#### [CONSIGNE]
Relevez tous les noms de scène d'interprètes de New Burlesque cités dans la critique de Tournée.

Au ciné-cité les Halles
Quand ?
Dimanche soir, à 20h
Avec qui ?
Seul
Et alors ?
En ouvrant et en refermant sa Tournée par des scènes très proches de celles que l’on trouve aux mêmes moments du Meurtre d’un
bookmaker chinois de John Cassavetes, Mathieu Amalric concrétise à l’écran le lien de filiation entre les deux films. Ce sont une scène de préparation des danseuses dans
leur loge avant leur spectacle au début, et à la fin une longue discussion à cœurs ouverts entre les mêmes et leur producteur / personnage principal, Joachim. Entre les deux, Amalric développe un
sujet analogue à celui de Cassavetes : le portrait d’un homme qui vit sa passion artistique à pleine vitesse et en y mettant toute son énergie, pour ne pas avoir à vivre sa vie réelle et ses
tracas familiaux, sentimentaux, financiers et autres.
Tournée se distingue de Meurtre d’un bookmaker chinois, pour de bonnes raisons et pour d’autres moins bonnes. Parmi les bonnes raisons, il y a
l’idée d’Amalric d’être allé chercher les comédiennes (et le comédien) autodidactes de New Burlesque – du strip-tease déjanté comme les noms de scènes de ses interprètes (Mimi de Meaux,
Dirty Martini, Roky Roulette, etc.), et aussi recherché dans sa préparation, ses costumes et ses accessoires qu’il est volontiers grotesque dans son exécution. La troupe a une présence évidente à
l’écran, de l’énergie à revendre et nous captive autant sur scène qu’en coulisses. Parce qu’elle sait s’ajuster au rythme propre à cette bande et en redoubler l’ardeur, la mise en scène est
l’autre source de jubilation offerte par Tournée. La lumière modelée par le directeur de la photographie Christophe Beaucarne est superbe, parce qu’elle est belle tout
en n’ôtant rien du caractère foncièrement organique, physique du film. Elle enjolive la manière dont la caméra saisit les corps et les visages, les enveloppe, les couve presque. Leur force vitale
à tous se transmet ainsi sans déperdition au film lui-même. Le découpage alerte et refusant les temps morts entre les scènes parachève cette épatante entreprise de réalisation.

#### [DONNÉES FOURNIES]
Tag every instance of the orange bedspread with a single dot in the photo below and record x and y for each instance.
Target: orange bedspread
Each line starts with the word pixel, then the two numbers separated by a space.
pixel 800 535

#### [RÉPONSE CORRECTE]
Mimi de Meaux, Dirty Martini, Roky Roulette